TASK SET ->
A – In the tree survey description, by what point in the year were the completed forms to reach Forest Research?
B – Reproduce the tree survey description word for word, everything from "When the survey" down to "end of September.".
C – Carry on the description of the tree survey from the point where it stops.

When the survey was performed
The survey was done annually during July and August and the completed forms sent to Forest Research by the end of September.
How survey plots were selected
To qualify for this survey a plot had to:
- Contain six species of tree from a list of 17 chosen genera (see table below)
- Have at least five representatives of trees of each of these six species (unless stated in the table below)
- Within each species, have all the trees that were assessed around the same age and in the same general area.
Each plot therefore included around 30 trees although some volunteers choose to assess more.

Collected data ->
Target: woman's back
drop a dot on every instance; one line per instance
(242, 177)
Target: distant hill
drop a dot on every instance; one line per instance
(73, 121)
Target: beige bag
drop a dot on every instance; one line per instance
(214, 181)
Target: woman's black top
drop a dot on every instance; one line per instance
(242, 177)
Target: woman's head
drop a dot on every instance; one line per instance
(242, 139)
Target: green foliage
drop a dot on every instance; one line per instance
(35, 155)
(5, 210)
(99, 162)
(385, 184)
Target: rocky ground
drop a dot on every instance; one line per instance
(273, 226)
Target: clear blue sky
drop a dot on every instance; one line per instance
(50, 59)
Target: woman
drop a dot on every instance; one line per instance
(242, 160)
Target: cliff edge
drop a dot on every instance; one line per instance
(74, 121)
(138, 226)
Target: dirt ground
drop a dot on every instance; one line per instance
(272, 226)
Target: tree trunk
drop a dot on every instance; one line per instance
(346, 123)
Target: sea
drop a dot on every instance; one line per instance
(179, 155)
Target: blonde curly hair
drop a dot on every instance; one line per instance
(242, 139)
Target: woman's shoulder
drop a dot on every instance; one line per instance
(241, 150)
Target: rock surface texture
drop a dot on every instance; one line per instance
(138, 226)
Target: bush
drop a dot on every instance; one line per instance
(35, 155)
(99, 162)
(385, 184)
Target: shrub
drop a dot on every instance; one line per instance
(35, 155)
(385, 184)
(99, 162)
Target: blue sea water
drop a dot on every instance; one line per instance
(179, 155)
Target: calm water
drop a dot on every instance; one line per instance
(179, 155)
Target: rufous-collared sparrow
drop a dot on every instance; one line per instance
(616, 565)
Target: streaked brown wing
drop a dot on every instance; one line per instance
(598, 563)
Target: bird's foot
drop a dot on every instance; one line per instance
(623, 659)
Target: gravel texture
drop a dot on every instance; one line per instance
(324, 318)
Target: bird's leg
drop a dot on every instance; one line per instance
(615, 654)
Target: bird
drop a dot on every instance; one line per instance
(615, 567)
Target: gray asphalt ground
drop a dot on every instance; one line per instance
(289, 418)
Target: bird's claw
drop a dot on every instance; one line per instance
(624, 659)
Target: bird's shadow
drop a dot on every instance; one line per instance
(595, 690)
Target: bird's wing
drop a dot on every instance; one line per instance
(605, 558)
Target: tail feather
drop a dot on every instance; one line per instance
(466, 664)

ANSWERS TO EACH TASK ->
A – By the end of September.

B –
When the survey was performed
The survey was done annually during July and August and the completed forms sent to Forest Research by the end of September.

C –
|Tree species||Allowable combinations|
|All species||Excluding any ‘coloured’ foliage (non-green) varieties|
|Acer platanoides||These Acer spp. could be included as two separate species|
|Aesculus x carnea||Only one Aesculus sp. allowed per plot|
|Betula pendula||Only one Betula sp. allowed per plot|
|Crataegus monogyna or oxyacantha||These two Crataegus spp. could be combined if necessary but not chosen as two separate species|
|Fraxinus excelsior||Only one Fraxinus sp. allowed per plot|
|Platanus x hispanica||Only one Platanus sp. or hybrid allowed per plot|
How the assessment was recorded
The trees on each plot were assessed using a special form. On this form a number of easily recognised pests and diseases were scored, together with non-specific symptoms of ill-health such as crown thinness.
There were species-specific assessment forms for Acer, Aesculus, Crataegus, Fagus, Ilex, Prunus, Quercus, Sorbus and Salix as there were a number of specific diseases that we wanted to be looked out for. A blank form was used for other species.
Assessing pests and diseases
To assist in the assessment, volunteers were provided with their own copies of:
- "Diagnosis of Ill Health in Trees" by R.G. Strouts & T.G.Winter
- A pocket photo-guide (PDF-1247K) showing the particular pests and diseases that we wanted to be assessed as part of the survey.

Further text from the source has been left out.